▶ [Fragmento del texto]
= = = =

Por La Covid-19 ha puesto de manifiesto la importancia crucial
de lo público, pero también sus insuficiencias.
El personal de la
Administración implicado en la provisión de servicios esenciales ha respondido
de forma excelente, con un comportamiento ejemplar de muchos colectivos
profesionales: sanitarios, Unidad Militar de Emergencias, Fuerzas y Cuerpos de
Seguridad, docentes, empleados de servicios logísticos y de mantenimiento,
servicios sociales, entre otros. Pero el sistema, como tal, ha fallado,
mostrando escasa anticipación, trabas burocráticas y déficits de agilidad que
han afectado a la compra de mascarillas, la fabricación de ventiladores o
gestión de las ayudas; problemas de gestión de datos que reflejan déficits de
personal cualificado en este campo, mientras las profesiones jurídicas y las
categorías de cualificación técnica media y media baja siguen siendo muy
abundantes. Otros desajustes han derivado de problemas no resueltos de
colaboración entre administraciones que caracterizan a nuestro modelo de
gobernanza multi-nivel, y que han dado lugar a episodios disfuncionales de
mayor o menor calado a lo largo del estado de alarma.
Muchos de estos problemas no son nuevos. Reflejan, por una
parte, la lentitud con que los cambios suelen llegar, más allá de la
superficie, a la Administración pública. Por otra parte, son carencias que
derivan del escaso interés que la política viene prestando a las reformas
de la Administración, más allá de los debates ideológicos y retóricos entre una
derecha atea, que parece no creer en la capacidad del sector público para
evolucionar y reformarse, y una izquierda beata, que lo contempla como si
fuera moralmente superior e infalible.
Las crecientes demandas sociales derivadas de la crisis
agudizan estas deficiencias. Nuestros gobiernos y administraciones abordan hoy
un reto descomunal: uno de los momentos más difíciles de la historia del país,
con déficits presupuestarios perennes, estructuras administrativas caducas y
una clase política desorientada. Los ingentes recursos, internos y
externos, que habrá que invertir en la recuperación y en la atención a los más
vulnerables corren el riesgo de perderse, llegar tarde o no ser debidamente
aprovechados si no se ponen al día los circuitos y mecanismos de nuestro
sector público. Piénsese en la aplicación efectiva del Ingreso Mínimo Vital o
en la gestión de los proyectos que deberá financiar el fondo europeo de
reconstrucción, en un país al que los datos de la Comisión Europea sitúan en el
furgón de cola en cuanto al nivel de ejecución de los fondos estructurales.
Es hora de extraer conclusiones de lo ocurrido, recuperar diagnósticos
existentes desde hace años y habitualmente relegados, y pensar en reformas
que garanticen que el sistema público se sitúa en condiciones de liderar la
recuperación y el futuro de nuestro país. Para hacerlo, esta crisis constituye
una nueva ventana de oportunidad. Las reformas más importantes se dieron en
países devastados por crisis graves, como derrotas militares (son los casos de
Japón o Alemania tras la Segunda Guerra Mundial), recesiones económicas (como
Nueva Zelanda en los 80 o Suecia en los 90) o corrupción sistemática (como
Reino Unido a principios del siglo XIX o Estados Unidos a principios del XX).

= = = =

▶ [Tarea propuesta] Escribe la continuación del texto sobre la Administración pública ante la crisis de la Covid-19, a partir de su última frase. Los datos no hacen falta para resolver esta tarea.

= = = =

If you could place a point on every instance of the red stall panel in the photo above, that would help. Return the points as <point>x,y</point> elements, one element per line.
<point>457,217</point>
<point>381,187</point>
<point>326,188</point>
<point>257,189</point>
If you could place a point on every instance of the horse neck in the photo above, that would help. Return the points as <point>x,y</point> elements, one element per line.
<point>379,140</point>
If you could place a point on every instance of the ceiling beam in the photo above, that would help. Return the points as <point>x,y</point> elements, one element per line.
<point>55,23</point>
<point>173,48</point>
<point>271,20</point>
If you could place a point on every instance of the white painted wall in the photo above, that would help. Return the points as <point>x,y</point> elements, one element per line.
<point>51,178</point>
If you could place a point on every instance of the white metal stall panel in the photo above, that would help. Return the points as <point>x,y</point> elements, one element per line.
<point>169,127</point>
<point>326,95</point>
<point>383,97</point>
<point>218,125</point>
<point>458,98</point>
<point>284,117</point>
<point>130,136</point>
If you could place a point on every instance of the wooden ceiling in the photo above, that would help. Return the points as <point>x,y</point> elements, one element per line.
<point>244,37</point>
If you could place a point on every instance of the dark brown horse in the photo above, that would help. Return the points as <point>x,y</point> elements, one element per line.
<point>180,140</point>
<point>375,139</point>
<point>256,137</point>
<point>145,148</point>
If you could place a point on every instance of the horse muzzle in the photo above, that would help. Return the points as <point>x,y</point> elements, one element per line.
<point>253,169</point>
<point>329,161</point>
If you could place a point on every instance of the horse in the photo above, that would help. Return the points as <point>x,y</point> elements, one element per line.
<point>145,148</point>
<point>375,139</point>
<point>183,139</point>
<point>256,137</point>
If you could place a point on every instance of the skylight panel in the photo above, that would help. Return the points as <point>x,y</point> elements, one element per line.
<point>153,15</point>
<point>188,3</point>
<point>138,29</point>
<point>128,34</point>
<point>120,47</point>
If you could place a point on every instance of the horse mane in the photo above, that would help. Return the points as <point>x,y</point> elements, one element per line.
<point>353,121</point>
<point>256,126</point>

= = = =

▶ [Respuesta]
La reflexión debe ir más allá de la necesidad de ajuste. El
escenario fiscal obligará sin duda a contener, simplificar y reducir, y algunas
medidas de ese tipo son necesarias y saludables, pero sólo con ellas no se
dispondrá de un sector público como el que precisamos. La experiencia de lo
ocurrido durante la Gran Recesión de 2008-2013 nos enseña que los ajustes
sin reformas empeoran la situación, en tanto que los ajustes con reformas
meramente aparentes o nominales distraen del problema y no lo resuelven. Para
que España pueda hacer frente con éxito al escenario post-Covid-19, necesitamos
actuar en cuatro grandes ejes: innovación y evaluación; internalización de
la inteligencia y externalización del trámite; diversificación y
flexibilización del empleo, y liderazgo y gestión profesional.
Innovar y evaluar de modo transparente
Son dos verbos que la Administración apenas conjuga. Tenemos
un sector público más preparado para seguir pautas establecidas, propias de
escenarios estables, que para manejar entornos de cambio y disrupción
tecnológica que obligan a gestionar innovación, y que requieren que ésta
se haga de forma transparente y abierta al escrutinio social.
La crisis nos exige una gestión pública crecientemente
basada en datos y evidencias. La disponibilidad masiva de información y la
aceleración del cambio tecnológico nos pueden ayudar a conseguirlo, pero se
hace imprescindible facilitar la formación de núcleos y laboratorios de
innovación en políticas públicas, dotados de un funcionamiento autónomo y
flexible y capaces de hacer un progresivo uso de los hallazgos de la economía
del comportamiento, de impulsar y aprovechar la transformación digital y de
desarrollar aplicaciones de inteligencia artificial en el diseño y la
prestación de los servicios públicos.
Al mismo tiempo, esta orientación innovadora exige poner el
foco en las verdaderas prioridades de la sociedad y desarrollar los mecanismos
de evaluación de los impactos de las políticas públicas. Debemos pasar de medir
los outputs a medir los outcomes. Para ello, hay que construir
organismos evaluadores profesionales y dotarlos de la independencia que
los haga fiables y creíbles. Necesitamos una Administración capaz de trabajar
de forma totalmente íntegra y transparente, de rendir cuentas de un modo
efectivo y de abrirse proactivamente al escrutinio social. No hay mejor modo de
combatir la corrupción y de recuperar la confianza de los ciudadanos.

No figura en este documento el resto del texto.